EXERCISE TEXT »
--------------------------------
CREATING bad banks may be the only solution to the financial crisis in generations, but the quid pro quo of state-led fixes may be more insular lending and a deglobalisation of finance.
After almost 100 hours of debate, discussion and dinners at this year’s Davos World Economic Forum, many politicians, bankers and economists reckon that the unco-ordinated scramble by states to support national banking systems will now gravitate around ‘good bank/bad bank’ solutions.
The global economy, which the International Monetary Fund (IMF) expects to slow to near zero this year, cannot recover until the financial system is stabilised, according to IMF first deputy John Lipsky.
And this is unlikely to happen, many say, until the bad mortgage and property debts devastating their balance sheets and discouraging them from new lending are removed by governments and placed in so-called bad banks.
Remove the cancer so the rest of the body can live on, so the theory goes.
In effect it allows the remaining good bank to raise new private capital and resume lending to businesses and households without the need for outright nationalisation.
Following Sweden’s lead from its banking crisis of the 1990s, Switzerland adopted this approach last year in an attempt to stabilise its biggest bank, UBS.
--------------------------------
Records from a data source:

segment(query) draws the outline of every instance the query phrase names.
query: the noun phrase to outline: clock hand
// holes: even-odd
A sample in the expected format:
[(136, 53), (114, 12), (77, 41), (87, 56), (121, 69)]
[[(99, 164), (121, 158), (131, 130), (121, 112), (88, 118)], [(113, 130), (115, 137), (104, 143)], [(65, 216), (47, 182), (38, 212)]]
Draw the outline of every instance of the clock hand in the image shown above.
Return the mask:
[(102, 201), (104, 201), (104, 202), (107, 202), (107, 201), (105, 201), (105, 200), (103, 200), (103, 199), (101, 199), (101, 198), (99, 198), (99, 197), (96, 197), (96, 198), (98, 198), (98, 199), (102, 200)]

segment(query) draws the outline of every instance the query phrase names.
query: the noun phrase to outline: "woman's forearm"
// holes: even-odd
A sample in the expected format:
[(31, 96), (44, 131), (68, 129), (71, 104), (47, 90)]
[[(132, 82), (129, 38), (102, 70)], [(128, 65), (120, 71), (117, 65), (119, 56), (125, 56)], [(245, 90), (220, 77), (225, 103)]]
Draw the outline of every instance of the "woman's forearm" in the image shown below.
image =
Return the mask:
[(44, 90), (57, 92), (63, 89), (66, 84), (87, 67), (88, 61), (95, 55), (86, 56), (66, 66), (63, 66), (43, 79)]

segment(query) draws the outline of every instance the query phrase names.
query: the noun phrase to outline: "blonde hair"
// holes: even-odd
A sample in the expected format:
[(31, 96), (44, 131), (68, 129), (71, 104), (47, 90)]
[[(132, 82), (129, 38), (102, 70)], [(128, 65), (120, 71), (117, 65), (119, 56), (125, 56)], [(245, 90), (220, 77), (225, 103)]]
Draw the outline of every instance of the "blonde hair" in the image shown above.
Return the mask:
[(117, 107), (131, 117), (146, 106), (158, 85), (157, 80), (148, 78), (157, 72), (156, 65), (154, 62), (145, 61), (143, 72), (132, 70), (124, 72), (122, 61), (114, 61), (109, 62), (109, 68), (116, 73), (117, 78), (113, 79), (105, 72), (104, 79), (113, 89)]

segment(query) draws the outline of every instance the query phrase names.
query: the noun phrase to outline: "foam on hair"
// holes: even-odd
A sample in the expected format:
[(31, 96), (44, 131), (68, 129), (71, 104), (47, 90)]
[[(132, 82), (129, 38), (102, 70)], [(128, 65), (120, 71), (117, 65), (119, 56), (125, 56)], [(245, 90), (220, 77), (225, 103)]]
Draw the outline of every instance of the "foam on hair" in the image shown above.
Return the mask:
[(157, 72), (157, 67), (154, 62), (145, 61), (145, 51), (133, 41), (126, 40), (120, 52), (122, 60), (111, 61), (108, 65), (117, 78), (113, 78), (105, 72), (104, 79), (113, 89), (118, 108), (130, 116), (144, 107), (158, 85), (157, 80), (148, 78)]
--------------------------------
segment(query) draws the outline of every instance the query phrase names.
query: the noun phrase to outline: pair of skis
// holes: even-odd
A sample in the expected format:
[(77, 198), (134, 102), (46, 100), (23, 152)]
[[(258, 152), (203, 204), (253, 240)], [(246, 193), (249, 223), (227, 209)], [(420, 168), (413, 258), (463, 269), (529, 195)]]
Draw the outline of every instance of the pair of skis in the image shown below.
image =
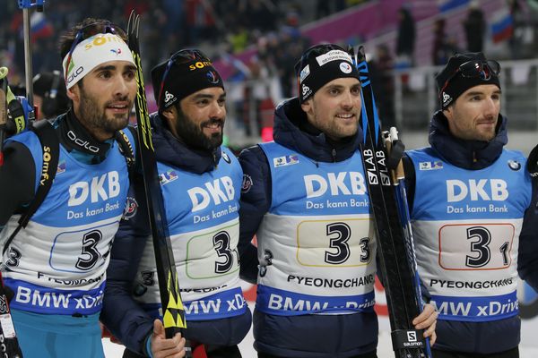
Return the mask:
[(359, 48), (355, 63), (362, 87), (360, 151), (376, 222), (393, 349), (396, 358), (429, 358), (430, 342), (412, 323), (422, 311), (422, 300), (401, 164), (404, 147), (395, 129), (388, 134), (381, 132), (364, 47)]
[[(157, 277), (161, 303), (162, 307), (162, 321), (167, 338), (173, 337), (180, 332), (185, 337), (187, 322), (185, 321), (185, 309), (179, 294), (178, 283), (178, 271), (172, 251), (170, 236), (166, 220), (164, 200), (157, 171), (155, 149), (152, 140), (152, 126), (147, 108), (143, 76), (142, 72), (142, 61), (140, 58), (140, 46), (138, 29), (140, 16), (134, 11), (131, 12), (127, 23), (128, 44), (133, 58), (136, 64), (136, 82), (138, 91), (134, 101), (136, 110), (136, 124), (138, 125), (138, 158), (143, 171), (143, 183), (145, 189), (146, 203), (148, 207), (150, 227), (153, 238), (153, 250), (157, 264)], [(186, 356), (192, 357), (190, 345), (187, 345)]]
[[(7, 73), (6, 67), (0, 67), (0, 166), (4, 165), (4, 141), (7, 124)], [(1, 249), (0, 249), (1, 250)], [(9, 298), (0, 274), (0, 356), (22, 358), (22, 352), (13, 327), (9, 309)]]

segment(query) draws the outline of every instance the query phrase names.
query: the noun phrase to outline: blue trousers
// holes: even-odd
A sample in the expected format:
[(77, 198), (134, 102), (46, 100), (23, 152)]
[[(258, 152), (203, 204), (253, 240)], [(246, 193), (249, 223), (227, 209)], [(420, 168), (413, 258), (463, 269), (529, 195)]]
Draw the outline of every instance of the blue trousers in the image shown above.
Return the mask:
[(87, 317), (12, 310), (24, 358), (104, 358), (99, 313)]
--------------------------------
REQUIREMENT 1 » According to the text on bad banks, what does the IMF expect the global economy to slow to this year?
REQUIREMENT 2 » Write a continuation of the text on bad banks and the financial crisis, starting after its final sentence.

EXPECTED ANSWER 1 » Near zero.

EXPECTED ANSWER 2 »
The US, under the administration of President Barack Obama, is now widely expected to adopt some form of bad bank approach in the coming weeks, assuming it can solve the thorny issue of how to price the toxic assets.
‘There is no cookie-cutter approach that should be applied absolutely through every situation,’ said Mark Carney, the governor of the Bank of Canada.
Financier George Soros said he favoured a variation he called a good bank – keeping existing bank capital together, with the bad assets in a bad bank and creating a new bank with the good assets.
Alan Blinder, the former vice-chairman of the Federal Reserve in the mid 1990s, said there were many different types of bad bank model, but it seemed almost certain new US treasury secretary Tim Geithner would choose one version of it.